### KUTIPAN TEKS

Kupang merupakan wilayah Nusa Tenggara Timur (NTT) yang cukup jauh dari jangkauan sejarah. Jarang sekali kisah-kisah yang dipublikasikan mengenai kondisi apa saja yang terjadi di wilayah tersebut. Pada masa Belanda, yang tampak dari tempat tersebut adalah sebagai tempat pembuangan orang yang dianggapnya sebagai pemberontak.
Dengan kondisi perbedaan budaya dan agama, seakan-akan Belanda memang berencana untuk mengobrak-abrik psikis orang-orang Muslim kriminal yang diasingkan di tempat tersebut.
Depati Amir (1805-1885) merupakan tokoh lokal Muslim dari Bangka Belitung yang memiliki peran besar dalam melakukan resistensi terhadap hegemoni Belanda. Karena pergerakannya yang dianggap membahayakan eksistensi kolonial, ia diasingkan di daerah Air Mata, Kupang.
Ketika eksploitasi dan monopoli timah di wilayah Bangka dilakukan oleh Belanda secara besar-besaran, ia menjadi garda terdepan dalam melakukan perlawanan untuk menuntut kesejahteraan rakyat Bangka yang direbut oleh penjajah.

######
### DATA TERSEDIA

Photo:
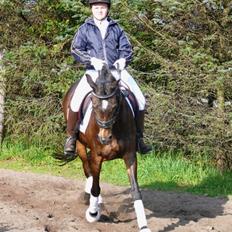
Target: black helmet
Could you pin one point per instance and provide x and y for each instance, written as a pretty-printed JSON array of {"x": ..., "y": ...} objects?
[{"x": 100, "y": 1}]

######

- PETUNJUK PENGERJAAN
- 1) Menurut teks tentang Depati Amir, di daerah mana tokoh tersebut diasingkan?
- 2) Sambunglah teks tentang Depati Amir mulai dari kalimat terakhirnya.

- JAWABAN LATIHAN
- 1) Di daerah Air Mata, Kupang.

- 2)
Ketika strategi perlawanan yang ia lakukan akhirnya dicurigai oleh Belanda, ia pun menjadi buronan yang dianggap menghalang-halangi misi monopolinya. Selama dua tahun ia berjuang, hingga titik yang paling akhir, kekuatannya pun menurun dan perjuangannya pun berakhir di suatu hutan di Mendo Timur pada tahun 1851.
Ia ditangkap dan menjadi tawanan pemerintah Belanda. Dengan penangkapan tersebut, ia pun dijatuhi hukuman dengan diasingkan bersama keluarganya ke Kampung Air Mata, Kupang, wilayah yang begitu jauh dari Bangka, yang mana tempat tersebut merupakan tempat pembuangan para pemberontak dalam penilaian Belanda.
Sejak diasingkan ke Kupang, terputuslah hubungannya dengan Pulau Bangka, baik dakwah Islamnya, maupun hubungan dengan kerabat lainnya. Jika di Bangka ia lebih aktif dalam mengangkat senjata, sejak di Kupang ia lebih banyak melakukan kegiatan-kegiatan sosial, seperti pembangunan jalan, renovasi rumah warga, sampai perbaikan jembatan.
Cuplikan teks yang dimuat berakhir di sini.